**REQUIRED TASK**
Which rows below contain the word "upturned"? Select every one of them, treating uppercase and lowercase as different.

───── DATA LINES

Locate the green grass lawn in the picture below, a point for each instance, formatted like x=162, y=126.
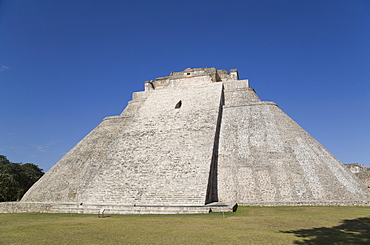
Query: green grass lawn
x=249, y=225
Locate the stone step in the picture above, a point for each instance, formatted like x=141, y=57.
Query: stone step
x=87, y=208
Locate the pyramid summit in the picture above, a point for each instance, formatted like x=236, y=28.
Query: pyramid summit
x=197, y=137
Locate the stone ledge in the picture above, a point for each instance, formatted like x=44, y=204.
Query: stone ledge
x=359, y=202
x=25, y=207
x=252, y=104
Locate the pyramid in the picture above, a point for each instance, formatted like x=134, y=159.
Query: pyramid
x=196, y=137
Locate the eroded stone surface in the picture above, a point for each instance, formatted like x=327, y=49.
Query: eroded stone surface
x=198, y=136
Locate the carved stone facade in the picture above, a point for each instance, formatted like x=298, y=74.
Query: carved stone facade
x=196, y=137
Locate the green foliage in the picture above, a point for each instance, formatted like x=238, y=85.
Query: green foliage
x=248, y=225
x=16, y=179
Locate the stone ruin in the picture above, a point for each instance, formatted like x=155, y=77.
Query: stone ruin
x=200, y=138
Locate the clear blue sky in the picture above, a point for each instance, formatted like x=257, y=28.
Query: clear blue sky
x=65, y=65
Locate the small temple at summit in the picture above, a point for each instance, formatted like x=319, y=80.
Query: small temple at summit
x=199, y=139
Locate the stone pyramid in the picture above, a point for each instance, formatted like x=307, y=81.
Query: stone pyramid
x=196, y=137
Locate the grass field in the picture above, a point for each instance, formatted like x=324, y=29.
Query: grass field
x=249, y=225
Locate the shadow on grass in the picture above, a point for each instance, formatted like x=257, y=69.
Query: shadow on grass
x=356, y=231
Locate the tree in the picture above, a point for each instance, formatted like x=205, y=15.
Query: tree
x=16, y=179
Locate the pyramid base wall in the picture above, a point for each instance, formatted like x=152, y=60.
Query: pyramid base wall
x=41, y=207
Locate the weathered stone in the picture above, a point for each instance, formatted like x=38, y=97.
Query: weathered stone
x=196, y=137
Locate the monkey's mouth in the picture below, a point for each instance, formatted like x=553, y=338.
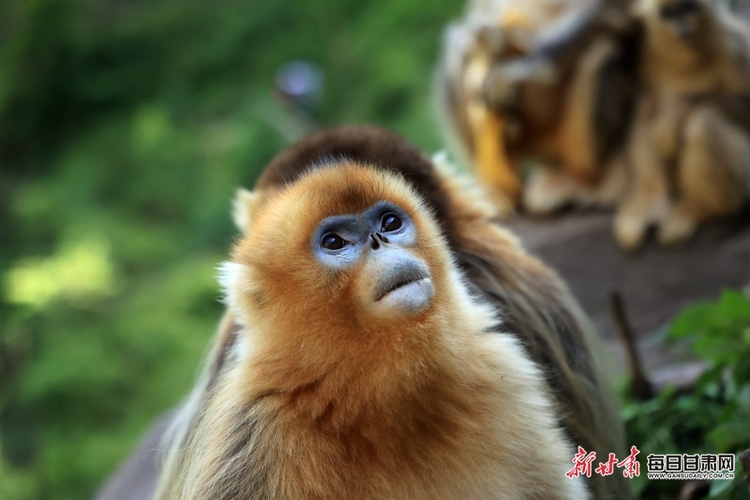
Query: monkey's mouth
x=401, y=280
x=403, y=289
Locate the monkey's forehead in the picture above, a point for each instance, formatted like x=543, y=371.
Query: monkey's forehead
x=348, y=188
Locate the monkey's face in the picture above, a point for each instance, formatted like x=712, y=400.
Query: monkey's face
x=344, y=248
x=376, y=247
x=678, y=20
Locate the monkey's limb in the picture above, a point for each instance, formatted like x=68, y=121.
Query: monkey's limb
x=648, y=200
x=557, y=51
x=713, y=176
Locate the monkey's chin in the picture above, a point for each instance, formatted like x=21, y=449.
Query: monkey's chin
x=406, y=301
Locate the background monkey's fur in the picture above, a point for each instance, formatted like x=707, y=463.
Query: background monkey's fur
x=215, y=431
x=562, y=95
x=690, y=147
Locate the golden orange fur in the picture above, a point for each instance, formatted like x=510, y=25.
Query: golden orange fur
x=310, y=396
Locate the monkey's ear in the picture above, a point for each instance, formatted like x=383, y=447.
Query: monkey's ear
x=243, y=208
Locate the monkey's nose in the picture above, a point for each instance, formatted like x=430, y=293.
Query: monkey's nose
x=376, y=239
x=374, y=243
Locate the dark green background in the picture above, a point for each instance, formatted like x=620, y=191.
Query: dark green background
x=125, y=126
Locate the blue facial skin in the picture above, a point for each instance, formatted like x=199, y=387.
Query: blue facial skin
x=361, y=231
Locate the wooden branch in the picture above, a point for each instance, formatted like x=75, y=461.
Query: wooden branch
x=640, y=387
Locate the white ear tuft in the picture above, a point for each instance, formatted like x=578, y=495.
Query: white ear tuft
x=230, y=273
x=243, y=208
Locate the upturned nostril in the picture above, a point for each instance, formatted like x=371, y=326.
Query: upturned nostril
x=374, y=243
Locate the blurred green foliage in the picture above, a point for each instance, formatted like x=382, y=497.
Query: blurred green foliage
x=124, y=128
x=715, y=416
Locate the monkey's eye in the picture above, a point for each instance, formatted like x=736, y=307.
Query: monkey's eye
x=390, y=222
x=332, y=241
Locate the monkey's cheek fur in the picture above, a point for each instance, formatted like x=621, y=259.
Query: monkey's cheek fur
x=406, y=301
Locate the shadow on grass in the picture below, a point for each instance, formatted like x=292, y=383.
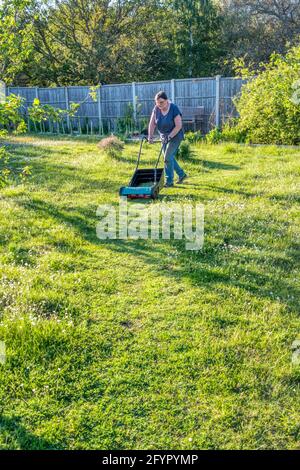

──────────

**TASK SOLUTION**
Locate the upturned nostril in the picture above, a point for each instance, formatted like x=371, y=326.
Query: upturned nostril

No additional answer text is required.